= TEXT EXTRACT =
## Begin

"Market Monitor"-John Hughes, President, Quantum Capital Management
Friday, April 27, 2007PAUL KANGAS: My guest "Market Monitor" this week is John Hughes, president of Quantum Capital Management, based in Northfield, New Jersey. John, welcome back to NIGHTLY BUSINESS REPORT.
JOHN J. HUGHES, PRESIDENT, QUANTUM CAPITAL MANAGEMENT: Hi Paul. It's always good to be with you.
KANGAS: Your main concern in recent visits with us has been the threat of inflation. And yet it seems to be quite well contained. Or is there some really bad news lurking out there like higher interest rates or something of that nature?
HUGHES: Well, core inflation appears to be contained. The headline number which -- which includes energy and food still seems to be a little bit on the high side. And most of us do eat.
KANGAS: But the core rate isn't.

## End

= YOUR INSTRUCTIONS =
Reproduce the passage of the interview transcript between "JOHN J. HUGHES, PRESIDENT, QUANTUM" and "of that nature?", inclusive, word for word.

= GIVEN MATERIAL =

## Begin

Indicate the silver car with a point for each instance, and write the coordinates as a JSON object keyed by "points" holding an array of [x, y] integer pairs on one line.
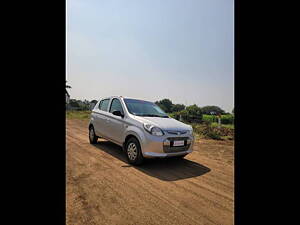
{"points": [[142, 128]]}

## End

= EXERCISE ANSWER =
JOHN J. HUGHES, PRESIDENT, QUANTUM CAPITAL MANAGEMENT: Hi Paul. It's always good to be with you.
KANGAS: Your main concern in recent visits with us has been the threat of inflation. And yet it seems to be quite well contained. Or is there some really bad news lurking out there like higher interest rates or something of that nature?